## INSTRUCTION
Edit the entries below so that every "Annotate" becomes "Mark", keeping all other wording the same.

**** SOURCE DATA

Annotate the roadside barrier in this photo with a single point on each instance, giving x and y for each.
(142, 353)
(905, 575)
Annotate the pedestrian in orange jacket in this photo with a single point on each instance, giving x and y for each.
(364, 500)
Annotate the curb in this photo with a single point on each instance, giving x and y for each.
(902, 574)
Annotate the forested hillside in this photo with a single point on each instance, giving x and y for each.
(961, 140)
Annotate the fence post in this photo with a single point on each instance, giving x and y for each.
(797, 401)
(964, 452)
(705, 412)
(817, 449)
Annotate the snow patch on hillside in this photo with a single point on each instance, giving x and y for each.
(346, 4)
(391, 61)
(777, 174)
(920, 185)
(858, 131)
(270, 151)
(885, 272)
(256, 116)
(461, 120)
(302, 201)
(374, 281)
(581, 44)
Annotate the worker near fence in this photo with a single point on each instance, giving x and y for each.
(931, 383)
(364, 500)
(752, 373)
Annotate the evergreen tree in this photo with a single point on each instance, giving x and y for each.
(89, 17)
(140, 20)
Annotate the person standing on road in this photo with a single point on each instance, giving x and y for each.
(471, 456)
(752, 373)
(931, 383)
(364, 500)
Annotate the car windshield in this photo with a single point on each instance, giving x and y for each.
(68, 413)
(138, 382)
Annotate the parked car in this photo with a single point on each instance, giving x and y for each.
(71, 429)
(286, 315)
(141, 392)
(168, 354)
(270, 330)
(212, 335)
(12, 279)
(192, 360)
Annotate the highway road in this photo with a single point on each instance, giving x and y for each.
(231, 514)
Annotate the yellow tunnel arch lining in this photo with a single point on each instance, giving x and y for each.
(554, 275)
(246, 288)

********

## REPLY TO THE EXERCISE
Mark the roadside barrier in this photo with a single point on each instance, giving x and y for each.
(142, 353)
(905, 575)
Mark the pedestrian in orange jacket in this photo with a single point on each instance, giving x and y for each.
(364, 500)
Mark the curb in this photo with a single point on each instance, giving x and y for each.
(902, 574)
Mark the forested hillside in this photo with a single point on each instance, giving x and y for each.
(961, 140)
Mark the fence post in this photo with a single point on each instance, giving x and y for each.
(797, 401)
(964, 452)
(705, 412)
(817, 449)
Mark the snow patch on hillside in this photo with a single point on each instance, giving x and y for each.
(346, 4)
(391, 61)
(777, 174)
(920, 185)
(858, 131)
(270, 151)
(885, 272)
(256, 116)
(461, 120)
(302, 201)
(374, 281)
(581, 44)
Mark the worker near fence in this photo with a single point on each instance, giving x and y for each.
(931, 383)
(364, 500)
(752, 373)
Mark the evergreen tree in this photo with a single point on each instance, giving x and y for each.
(89, 17)
(140, 20)
Mark the person standing on road in this photo with a single point on each instance, giving x and y for each.
(471, 456)
(752, 373)
(931, 383)
(364, 500)
Mark the car windshield in this photo with a single point on each instance, giving x and y for each.
(68, 413)
(138, 382)
Mark the parked car in this photo with a single point on each instance, giving x and y for each.
(71, 429)
(286, 315)
(141, 392)
(168, 354)
(270, 330)
(212, 335)
(12, 279)
(192, 360)
Mark the highway road in this photo with a single point on each instance, giving x and y for each.
(231, 514)
Mark the yellow tunnel arch lining in this photo with a single point on each instance, giving x and y for each.
(554, 275)
(246, 288)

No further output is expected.